[Set task]
Convert the lines below into a Markdown table with two columns, Row and Line, numbering each row and leaving out any blank lines.

[Records to process]
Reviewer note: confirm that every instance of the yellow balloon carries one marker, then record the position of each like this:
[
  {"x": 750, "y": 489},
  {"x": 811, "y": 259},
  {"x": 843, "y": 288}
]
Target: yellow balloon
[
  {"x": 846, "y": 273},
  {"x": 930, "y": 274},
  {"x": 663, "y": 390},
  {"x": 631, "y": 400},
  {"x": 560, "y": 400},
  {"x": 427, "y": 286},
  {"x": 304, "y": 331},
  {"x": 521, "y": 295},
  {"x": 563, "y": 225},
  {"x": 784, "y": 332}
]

[The solution]
| Row | Line |
|---|---|
| 1 | Reviewer note: confirm that every instance of the yellow balloon carries one marker, then record the position of each like this: |
| 2 | [ |
| 3 |   {"x": 750, "y": 489}, |
| 4 |   {"x": 811, "y": 259}, |
| 5 |   {"x": 843, "y": 288} |
| 6 | ] |
| 7 | Target: yellow balloon |
| 8 | [ |
| 9 |   {"x": 846, "y": 273}, |
| 10 |   {"x": 930, "y": 274}, |
| 11 |   {"x": 663, "y": 390}, |
| 12 |   {"x": 631, "y": 400}, |
| 13 |   {"x": 560, "y": 400}, |
| 14 |   {"x": 427, "y": 286}, |
| 15 |   {"x": 304, "y": 331}, |
| 16 |   {"x": 521, "y": 295}, |
| 17 |   {"x": 563, "y": 225}, |
| 18 |   {"x": 784, "y": 332} |
| 19 | ] |